### EXTRACTED TEXT
Order, Supreme Court, Bronx County (Wilma Guzman, J.), entered May 19, 2009, which denied defendants' motion for summary judgment dismissing the complaint, unanimously modified, on the law, to grant the motion as to plaintiff's knee injury and 90/180-day claim, and otherwise affirmed, without costs.
Published by New York State Law Reporting Bureau pursuant to Judiciary Law § 431.
This opinion is uncorrected and subject to revision before publication in the Official Reports.
Mazzarelli, J.P., Friedman, Nardelli, Renwick, RomÁn, JJ.
Defendants satisfied their initial burden on summary judgment by establishing, prima facie, with the submission of the medical reports of their expert neurologist, orthopedist and radiologist, that plaintiff did not suffer a serious injury within the meaning of Insurance Law § 5102(d). Defendants set forth objective tests supporting their claim that plaintiff suffered no limitation in range of motion.
Plaintiff, in response, raised a triable issue of fact as to whether he suffered a significant or permanent consequential limitation of use of his spine. His chiropractor "identified measurements of loss of range of motion in plaintiff's cervical and lumbar spine, and on that predicate opined that plaintiff suffered severe and permanent injuries as a result of the accident" (Pommells v Perez, 4 NY3d 566, 577 . The chiropractor adequately related plaintiff's spinal injuries to the accident.
However, plaintiff failed to raise a triable issue of fact as to whether his knee injury constituted a serious injury pursuant to Insurance Law 5102(d) (see Antonio v Gear Trans Corp., 65 AD3d 869, 870 ; see also DeJesus v Paulino, 61 AD3d 605, 608 ).

### STORED DATA
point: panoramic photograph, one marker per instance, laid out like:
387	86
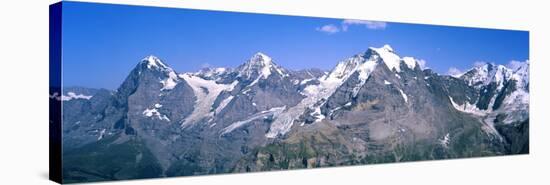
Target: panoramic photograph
150	92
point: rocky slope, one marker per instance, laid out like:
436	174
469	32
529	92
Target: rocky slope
373	107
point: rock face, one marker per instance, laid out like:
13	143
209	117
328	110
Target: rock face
374	107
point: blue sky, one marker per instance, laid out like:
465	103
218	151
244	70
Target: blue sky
102	43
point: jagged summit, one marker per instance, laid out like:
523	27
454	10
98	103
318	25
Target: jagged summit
259	65
153	62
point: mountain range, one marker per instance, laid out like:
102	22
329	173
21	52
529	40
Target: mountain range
374	107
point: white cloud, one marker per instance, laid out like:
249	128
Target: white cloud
455	72
346	23
205	65
479	63
373	25
421	63
329	28
514	64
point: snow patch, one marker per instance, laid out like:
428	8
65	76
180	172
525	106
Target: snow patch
223	104
445	140
205	100
72	96
261	115
403	95
154	112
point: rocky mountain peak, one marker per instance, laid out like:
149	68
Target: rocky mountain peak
259	65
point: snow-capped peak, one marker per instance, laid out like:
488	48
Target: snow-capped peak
169	79
388	56
387	48
487	73
154	62
259	65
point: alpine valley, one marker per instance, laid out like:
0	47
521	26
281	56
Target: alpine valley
374	107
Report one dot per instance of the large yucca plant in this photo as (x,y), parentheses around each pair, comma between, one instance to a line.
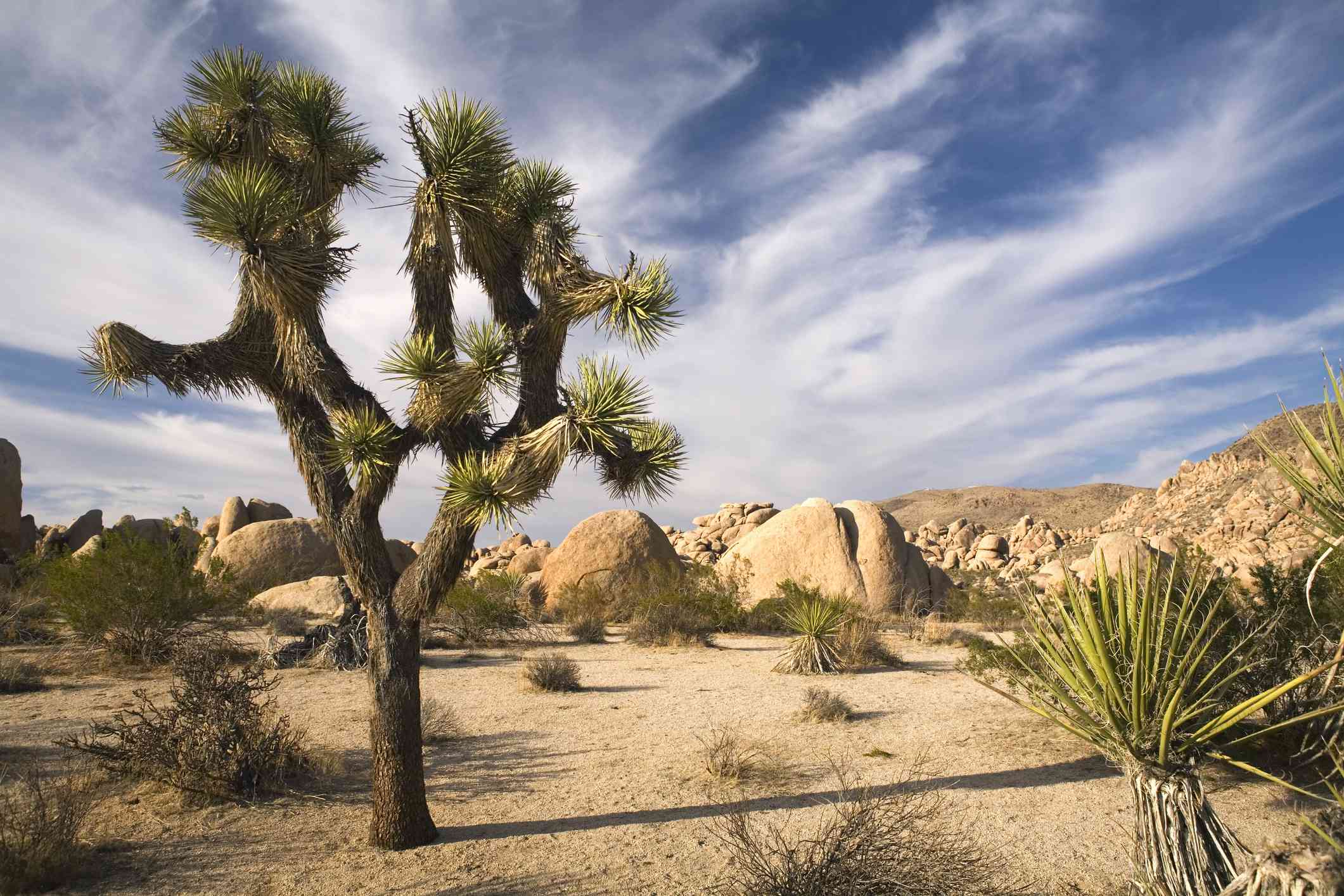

### PROBLEM REQUIREMENTS
Reproduce, word for word, the passage of the appellate decision above from "Published by New" up to and including "the Official Reports.".

### WORKED SOLUTION
Published by New York State Law Reporting Bureau pursuant to Judiciary Law § 431.
This opinion is uncorrected and subject to revision before publication in the Official Reports.